▸ **Given problem**:
Please copy every one of the records below line for line, changing nothing.

▸ **Data to process**:
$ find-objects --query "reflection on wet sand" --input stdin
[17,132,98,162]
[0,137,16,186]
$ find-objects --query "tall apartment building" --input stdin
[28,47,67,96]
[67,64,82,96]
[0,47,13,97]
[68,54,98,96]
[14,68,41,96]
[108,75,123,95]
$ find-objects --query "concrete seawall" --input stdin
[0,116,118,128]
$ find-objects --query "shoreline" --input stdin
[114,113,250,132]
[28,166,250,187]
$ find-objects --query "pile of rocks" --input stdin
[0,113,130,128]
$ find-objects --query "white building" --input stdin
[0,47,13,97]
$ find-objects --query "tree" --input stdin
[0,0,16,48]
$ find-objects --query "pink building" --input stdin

▸ **Solution to the exercise**:
$ find-objects --query "reflection on wet sand" --input stdin
[17,132,98,162]
[0,137,16,186]
$ find-objects --query "tall apartment building" --input stdin
[28,47,67,96]
[67,64,82,96]
[0,47,13,97]
[68,54,98,96]
[14,68,41,96]
[108,75,123,95]
$ find-objects --query "concrete seawall" --input stdin
[0,116,118,128]
$ find-objects --query "shoreline" --input stdin
[114,113,250,132]
[28,166,250,187]
$ find-objects --query "pile of rocks" --input stdin
[0,113,130,128]
$ find-objects --query "white building" --input stdin
[0,47,13,97]
$ find-objects --query "tree" --input stdin
[0,0,16,48]
$ find-objects --query "pink building" --input stdin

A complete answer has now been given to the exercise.